------ Data rows ------

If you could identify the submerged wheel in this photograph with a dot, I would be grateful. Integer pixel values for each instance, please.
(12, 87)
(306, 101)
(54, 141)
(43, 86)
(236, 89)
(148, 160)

------

◆ Requirement:
Rewrite the entries above with "tire" substituted for every occurrence of "wheel", leaving all other text unchanged.

◆ Correct response:
If you could identify the submerged tire in this photograph with a dot, I would be grateful. Integer pixel values for each instance, please.
(12, 87)
(306, 101)
(54, 141)
(43, 86)
(236, 89)
(148, 160)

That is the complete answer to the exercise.